» **GOAL OF THE EXERCISE**
Your task is to copy every line of this material exactly.

» **DATA TO PROCESS**
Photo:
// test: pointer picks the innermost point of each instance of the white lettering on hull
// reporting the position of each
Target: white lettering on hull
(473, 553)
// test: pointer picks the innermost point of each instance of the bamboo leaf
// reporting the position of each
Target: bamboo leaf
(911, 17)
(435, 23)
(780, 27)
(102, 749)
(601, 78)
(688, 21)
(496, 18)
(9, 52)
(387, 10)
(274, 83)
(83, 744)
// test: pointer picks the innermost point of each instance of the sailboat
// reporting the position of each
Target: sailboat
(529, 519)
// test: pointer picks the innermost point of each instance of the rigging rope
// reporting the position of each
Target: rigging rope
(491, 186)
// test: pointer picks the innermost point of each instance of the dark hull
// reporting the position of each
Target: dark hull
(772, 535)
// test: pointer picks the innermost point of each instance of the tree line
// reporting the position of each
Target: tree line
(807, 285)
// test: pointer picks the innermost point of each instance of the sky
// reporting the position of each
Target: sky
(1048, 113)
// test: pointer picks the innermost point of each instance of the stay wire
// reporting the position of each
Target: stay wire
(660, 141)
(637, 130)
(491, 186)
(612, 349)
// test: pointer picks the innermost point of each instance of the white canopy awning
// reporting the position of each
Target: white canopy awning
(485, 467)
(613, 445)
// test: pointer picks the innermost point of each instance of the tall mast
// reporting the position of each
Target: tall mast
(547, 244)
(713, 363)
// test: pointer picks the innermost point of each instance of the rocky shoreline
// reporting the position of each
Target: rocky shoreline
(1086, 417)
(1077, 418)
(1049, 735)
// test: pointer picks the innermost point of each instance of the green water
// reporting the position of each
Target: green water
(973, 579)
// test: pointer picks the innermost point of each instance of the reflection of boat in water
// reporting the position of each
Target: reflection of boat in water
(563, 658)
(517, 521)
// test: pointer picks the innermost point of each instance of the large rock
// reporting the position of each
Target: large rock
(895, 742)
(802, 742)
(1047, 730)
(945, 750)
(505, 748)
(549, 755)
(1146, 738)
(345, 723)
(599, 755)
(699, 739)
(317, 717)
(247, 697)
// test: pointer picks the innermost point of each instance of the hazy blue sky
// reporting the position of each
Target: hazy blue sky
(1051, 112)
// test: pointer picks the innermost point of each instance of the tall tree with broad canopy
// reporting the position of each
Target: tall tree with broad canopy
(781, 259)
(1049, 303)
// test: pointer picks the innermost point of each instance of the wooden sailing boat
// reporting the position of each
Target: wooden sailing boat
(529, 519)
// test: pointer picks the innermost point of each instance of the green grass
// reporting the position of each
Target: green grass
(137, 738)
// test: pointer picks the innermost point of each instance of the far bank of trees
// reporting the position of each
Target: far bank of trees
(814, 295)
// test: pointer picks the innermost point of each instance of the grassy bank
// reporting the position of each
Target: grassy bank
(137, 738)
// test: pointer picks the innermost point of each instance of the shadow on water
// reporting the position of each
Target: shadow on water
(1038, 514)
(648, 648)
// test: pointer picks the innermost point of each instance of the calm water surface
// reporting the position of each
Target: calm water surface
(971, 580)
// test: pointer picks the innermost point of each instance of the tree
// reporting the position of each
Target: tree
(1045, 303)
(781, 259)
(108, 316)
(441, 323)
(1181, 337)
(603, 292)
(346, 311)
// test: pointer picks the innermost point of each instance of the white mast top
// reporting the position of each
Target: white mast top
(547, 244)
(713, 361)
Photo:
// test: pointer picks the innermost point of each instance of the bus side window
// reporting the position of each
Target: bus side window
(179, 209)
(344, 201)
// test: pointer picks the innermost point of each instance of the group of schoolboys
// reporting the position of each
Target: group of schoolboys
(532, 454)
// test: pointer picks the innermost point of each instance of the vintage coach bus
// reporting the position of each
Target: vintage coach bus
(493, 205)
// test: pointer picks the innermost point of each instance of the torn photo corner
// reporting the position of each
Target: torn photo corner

» **EXERCISE ANSWER**
Photo:
// test: pointer picks the innermost point of each instance of the white lettering on hull
// reporting the position of each
Target: white lettering on hull
(473, 553)
// test: pointer picks the innermost point of each instance of the bamboo leaf
// reporting the position of each
Target: bamboo leaf
(911, 17)
(435, 23)
(780, 27)
(102, 749)
(601, 78)
(688, 21)
(496, 18)
(9, 52)
(387, 10)
(274, 83)
(83, 744)
// test: pointer picks the innermost point of each instance of the sailboat
// reporting the position of each
Target: sailboat
(529, 519)
// test: pointer picks the innermost point of each instance of the rigging rope
// reporting the position of each
Target: rigging rope
(491, 186)
// test: pointer picks the innermost point of each instance of the dark hull
// reporting the position of each
Target: dark hull
(772, 535)
// test: pointer picks the innermost point of each instance of the tree line
// reporting the position of each
Target: tree line
(807, 285)
// test: pointer picks the innermost point of each instance of the sky
// reporting the position of each
Target: sky
(1048, 113)
// test: pointer picks the innermost point of each instance of the stay wire
// reporting the position of each
Target: stay wire
(660, 141)
(637, 130)
(491, 186)
(612, 349)
// test: pointer picks the innermost point of each instance of the white canopy awning
// reporting the position of each
Target: white canopy awning
(485, 467)
(613, 445)
// test: pointer picks the innermost point of each instance of the tall mast
// reporting the position of each
Target: tall mast
(547, 244)
(713, 363)
// test: pointer picks the innermost point of each instance of the rocky shoreline
// reporting the position of each
Target: rocky shoreline
(1086, 417)
(1077, 418)
(1049, 735)
// test: pointer picks the innermost point of each instance of the green water
// reporting the position of each
Target: green water
(973, 579)
// test: pointer picks the innermost point of each instance of the reflection of boat in water
// reporting the position of each
Target: reflection of boat in water
(563, 658)
(517, 521)
// test: pointer picks the innermost point of each instance of the large rock
// reporting the position of each
Target: large rock
(895, 742)
(802, 742)
(1047, 730)
(945, 750)
(505, 748)
(549, 755)
(1146, 738)
(345, 723)
(599, 755)
(699, 739)
(317, 717)
(247, 697)
// test: pointer picks the innermost point of each instance of the hazy blue sky
// reporting the position of each
Target: hazy blue sky
(1051, 112)
// test: pointer picks the innermost point of each instance of the tall tree with broad canopy
// reporting the position of each
Target: tall tree with broad canopy
(781, 259)
(1049, 303)
// test: pointer picks the innermost point of each instance of the wooden sailing boat
// reporting the position of each
Target: wooden sailing boat
(529, 519)
// test: pointer picks the innermost point of each instance of the green grass
// reporting the position of each
Target: green grass
(137, 738)
// test: pointer picks the innermost point of each instance of the far bank of trees
// reporting the position of each
Target: far bank of trees
(814, 295)
// test: pointer picks the innermost point of each instance of the grassy bank
// reporting the position of each
Target: grassy bank
(137, 738)
// test: pointer picks the innermost point of each instance of the shadow on water
// reporting the position of each
Target: shadow on water
(1038, 514)
(648, 648)
// test: pointer picks the innermost point of each instance of the calm water surface
// reporting the position of each
Target: calm water surface
(971, 580)
// test: pointer picks the innermost point of each instance of the tree
// reporting the position of each
Target: tree
(1045, 303)
(781, 259)
(108, 316)
(441, 323)
(1181, 337)
(603, 292)
(346, 311)
// test: pointer picks the innermost point of each instance of the white mast top
// reporting the position of each
Target: white mast top
(547, 244)
(713, 361)
Photo:
// test: pointer picks the innermost point of each instance of the bus side window
// reporting the position of each
Target: bus side window
(179, 209)
(344, 201)
// test: pointer picks the innermost point of each instance of the group of schoolboys
// reporting the position of each
Target: group of schoolboys
(532, 454)
// test: pointer picks the innermost point of each instance of the vintage coach bus
// reporting the position of each
Target: vintage coach bus
(493, 205)
// test: pointer picks the innermost point of each instance of the torn photo corner
// reporting the position of each
Target: torn photo corner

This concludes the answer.